=== Exercise requirements ===
Please sift through the listing below and copy out every line that contains the word "white".

-------------------------

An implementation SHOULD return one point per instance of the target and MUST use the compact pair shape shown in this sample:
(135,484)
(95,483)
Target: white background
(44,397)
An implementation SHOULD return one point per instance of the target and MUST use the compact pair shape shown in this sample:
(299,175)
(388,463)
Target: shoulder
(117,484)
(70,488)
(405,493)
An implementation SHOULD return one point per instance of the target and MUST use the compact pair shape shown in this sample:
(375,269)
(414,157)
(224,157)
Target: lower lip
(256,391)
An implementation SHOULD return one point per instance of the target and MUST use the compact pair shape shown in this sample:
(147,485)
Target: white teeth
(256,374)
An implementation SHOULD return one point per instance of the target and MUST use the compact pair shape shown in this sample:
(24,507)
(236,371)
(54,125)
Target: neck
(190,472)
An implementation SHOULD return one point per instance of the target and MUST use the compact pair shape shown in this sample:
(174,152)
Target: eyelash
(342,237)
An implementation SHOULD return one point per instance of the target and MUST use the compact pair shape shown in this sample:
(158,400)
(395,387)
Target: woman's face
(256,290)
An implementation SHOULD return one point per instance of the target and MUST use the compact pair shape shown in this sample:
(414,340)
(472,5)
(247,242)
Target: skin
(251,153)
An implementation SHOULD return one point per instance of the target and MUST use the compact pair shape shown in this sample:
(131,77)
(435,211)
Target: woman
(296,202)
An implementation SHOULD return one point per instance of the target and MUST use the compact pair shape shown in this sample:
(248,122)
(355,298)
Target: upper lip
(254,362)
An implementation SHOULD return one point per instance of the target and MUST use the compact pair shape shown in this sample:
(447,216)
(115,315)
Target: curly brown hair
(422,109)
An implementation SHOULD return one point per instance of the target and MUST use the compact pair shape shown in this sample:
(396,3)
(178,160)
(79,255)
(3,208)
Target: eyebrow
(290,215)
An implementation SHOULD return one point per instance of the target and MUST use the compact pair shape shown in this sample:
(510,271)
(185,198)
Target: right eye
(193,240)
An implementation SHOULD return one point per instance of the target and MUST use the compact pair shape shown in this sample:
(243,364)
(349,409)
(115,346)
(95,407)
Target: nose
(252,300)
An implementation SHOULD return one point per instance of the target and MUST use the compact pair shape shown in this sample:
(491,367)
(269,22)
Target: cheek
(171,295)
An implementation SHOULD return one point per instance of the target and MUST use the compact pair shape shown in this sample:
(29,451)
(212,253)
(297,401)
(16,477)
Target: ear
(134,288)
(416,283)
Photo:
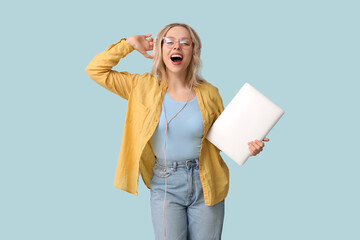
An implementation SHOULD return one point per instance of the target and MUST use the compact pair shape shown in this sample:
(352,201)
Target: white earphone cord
(166,128)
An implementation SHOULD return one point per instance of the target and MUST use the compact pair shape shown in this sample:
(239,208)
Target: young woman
(169,114)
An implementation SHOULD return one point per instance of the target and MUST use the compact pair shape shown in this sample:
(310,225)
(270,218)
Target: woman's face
(178,57)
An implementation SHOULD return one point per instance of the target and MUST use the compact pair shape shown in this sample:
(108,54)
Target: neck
(176,81)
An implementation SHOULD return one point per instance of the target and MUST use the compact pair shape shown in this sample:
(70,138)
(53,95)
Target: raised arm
(100,68)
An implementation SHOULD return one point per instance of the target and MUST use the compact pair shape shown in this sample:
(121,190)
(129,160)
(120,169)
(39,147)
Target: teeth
(176,55)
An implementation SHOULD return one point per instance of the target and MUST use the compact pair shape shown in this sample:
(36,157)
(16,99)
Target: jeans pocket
(161,171)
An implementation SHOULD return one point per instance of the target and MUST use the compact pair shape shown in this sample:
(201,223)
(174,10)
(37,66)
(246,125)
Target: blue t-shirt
(184,134)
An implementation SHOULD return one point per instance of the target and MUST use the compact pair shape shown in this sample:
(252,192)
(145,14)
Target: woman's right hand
(142,44)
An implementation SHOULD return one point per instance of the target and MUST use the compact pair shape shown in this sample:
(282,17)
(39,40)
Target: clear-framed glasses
(170,42)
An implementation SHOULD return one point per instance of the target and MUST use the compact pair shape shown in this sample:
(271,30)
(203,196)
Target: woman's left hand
(256,146)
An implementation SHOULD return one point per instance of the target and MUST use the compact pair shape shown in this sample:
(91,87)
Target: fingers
(252,150)
(255,147)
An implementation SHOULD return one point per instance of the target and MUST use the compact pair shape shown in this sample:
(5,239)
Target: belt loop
(174,166)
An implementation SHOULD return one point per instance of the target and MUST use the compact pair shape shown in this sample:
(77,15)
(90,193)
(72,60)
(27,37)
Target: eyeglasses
(170,42)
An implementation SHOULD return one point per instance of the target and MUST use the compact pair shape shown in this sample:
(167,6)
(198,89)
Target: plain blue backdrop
(61,132)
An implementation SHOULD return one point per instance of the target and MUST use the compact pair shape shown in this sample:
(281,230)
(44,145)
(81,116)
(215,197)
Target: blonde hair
(159,68)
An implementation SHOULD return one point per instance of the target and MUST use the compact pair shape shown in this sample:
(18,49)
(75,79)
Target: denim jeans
(186,215)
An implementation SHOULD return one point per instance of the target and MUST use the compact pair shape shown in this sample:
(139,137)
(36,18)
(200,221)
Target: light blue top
(184,134)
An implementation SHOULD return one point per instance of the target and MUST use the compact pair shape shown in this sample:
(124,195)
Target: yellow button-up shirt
(142,117)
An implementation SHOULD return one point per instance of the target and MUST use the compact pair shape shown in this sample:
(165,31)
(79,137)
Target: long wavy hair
(159,67)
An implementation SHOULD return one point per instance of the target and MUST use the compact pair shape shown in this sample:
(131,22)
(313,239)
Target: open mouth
(176,58)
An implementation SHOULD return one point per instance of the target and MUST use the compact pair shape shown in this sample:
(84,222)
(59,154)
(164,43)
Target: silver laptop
(249,116)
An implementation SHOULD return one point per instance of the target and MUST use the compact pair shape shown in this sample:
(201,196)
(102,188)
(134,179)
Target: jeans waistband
(187,163)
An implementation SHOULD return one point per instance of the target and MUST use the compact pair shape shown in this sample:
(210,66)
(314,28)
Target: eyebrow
(180,38)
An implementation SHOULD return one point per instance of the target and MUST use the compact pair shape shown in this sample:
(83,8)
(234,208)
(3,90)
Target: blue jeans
(186,215)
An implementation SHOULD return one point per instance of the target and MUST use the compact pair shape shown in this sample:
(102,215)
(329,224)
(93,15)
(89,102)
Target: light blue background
(61,132)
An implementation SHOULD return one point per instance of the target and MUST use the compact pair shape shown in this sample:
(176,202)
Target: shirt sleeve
(100,70)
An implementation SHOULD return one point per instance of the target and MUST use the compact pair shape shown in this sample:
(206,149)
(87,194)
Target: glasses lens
(170,42)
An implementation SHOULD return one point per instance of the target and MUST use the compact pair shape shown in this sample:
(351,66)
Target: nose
(177,44)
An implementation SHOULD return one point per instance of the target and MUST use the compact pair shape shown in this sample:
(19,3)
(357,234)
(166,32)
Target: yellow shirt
(142,117)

-------------------------

=== Solution below ===
Target: white background
Target: white teeth
Target: white earphone cord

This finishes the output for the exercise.